**EXERCISE BRIEF**
Select every line in the items below that contains the string "hull".

[start]

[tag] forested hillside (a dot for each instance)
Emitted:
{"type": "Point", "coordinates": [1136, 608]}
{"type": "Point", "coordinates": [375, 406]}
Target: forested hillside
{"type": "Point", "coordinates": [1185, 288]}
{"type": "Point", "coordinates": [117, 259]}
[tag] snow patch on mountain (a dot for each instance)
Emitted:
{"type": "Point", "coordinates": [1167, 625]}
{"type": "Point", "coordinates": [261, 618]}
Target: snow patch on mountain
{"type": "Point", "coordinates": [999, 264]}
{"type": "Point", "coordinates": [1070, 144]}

[end]
[start]

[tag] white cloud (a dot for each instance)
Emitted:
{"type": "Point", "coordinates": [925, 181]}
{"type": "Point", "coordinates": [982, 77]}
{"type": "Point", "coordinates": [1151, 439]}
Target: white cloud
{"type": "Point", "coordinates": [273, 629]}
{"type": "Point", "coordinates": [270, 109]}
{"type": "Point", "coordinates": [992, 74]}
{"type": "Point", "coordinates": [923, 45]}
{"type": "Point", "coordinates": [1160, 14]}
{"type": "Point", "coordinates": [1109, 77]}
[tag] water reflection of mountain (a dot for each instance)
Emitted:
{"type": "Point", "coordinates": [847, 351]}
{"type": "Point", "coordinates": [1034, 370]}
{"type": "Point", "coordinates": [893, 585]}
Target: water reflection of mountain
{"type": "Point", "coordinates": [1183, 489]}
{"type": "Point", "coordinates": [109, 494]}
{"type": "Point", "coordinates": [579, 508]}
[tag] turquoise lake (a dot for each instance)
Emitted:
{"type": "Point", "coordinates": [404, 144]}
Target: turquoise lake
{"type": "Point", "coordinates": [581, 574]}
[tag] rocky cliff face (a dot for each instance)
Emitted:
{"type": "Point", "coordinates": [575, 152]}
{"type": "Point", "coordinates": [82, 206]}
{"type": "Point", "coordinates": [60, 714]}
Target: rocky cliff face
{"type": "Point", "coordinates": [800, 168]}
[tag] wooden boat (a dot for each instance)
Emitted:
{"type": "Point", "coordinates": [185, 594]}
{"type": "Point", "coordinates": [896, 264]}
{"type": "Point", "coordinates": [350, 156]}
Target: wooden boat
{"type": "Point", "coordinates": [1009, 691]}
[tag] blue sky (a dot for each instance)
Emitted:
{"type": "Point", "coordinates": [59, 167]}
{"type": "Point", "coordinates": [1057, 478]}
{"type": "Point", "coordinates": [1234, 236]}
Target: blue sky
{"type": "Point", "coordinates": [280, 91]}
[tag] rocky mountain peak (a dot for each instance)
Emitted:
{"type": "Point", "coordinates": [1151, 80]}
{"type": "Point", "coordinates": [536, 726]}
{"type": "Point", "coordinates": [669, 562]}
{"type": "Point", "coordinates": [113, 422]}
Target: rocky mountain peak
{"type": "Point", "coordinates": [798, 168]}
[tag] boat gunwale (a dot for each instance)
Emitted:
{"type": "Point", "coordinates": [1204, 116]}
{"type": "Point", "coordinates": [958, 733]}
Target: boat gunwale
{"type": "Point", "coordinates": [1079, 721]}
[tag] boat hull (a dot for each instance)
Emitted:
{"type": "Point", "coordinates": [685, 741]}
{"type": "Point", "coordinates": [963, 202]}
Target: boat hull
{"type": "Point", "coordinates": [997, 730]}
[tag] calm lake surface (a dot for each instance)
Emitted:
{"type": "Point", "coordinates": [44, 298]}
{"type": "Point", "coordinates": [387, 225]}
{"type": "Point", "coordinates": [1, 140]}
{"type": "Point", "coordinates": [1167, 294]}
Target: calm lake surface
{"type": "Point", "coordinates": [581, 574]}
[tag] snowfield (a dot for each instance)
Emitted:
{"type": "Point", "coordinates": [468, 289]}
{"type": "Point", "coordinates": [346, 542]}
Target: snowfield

[end]

**FINISHED EXERCISE**
[tag] boat hull (a dot for each instance)
Target: boat hull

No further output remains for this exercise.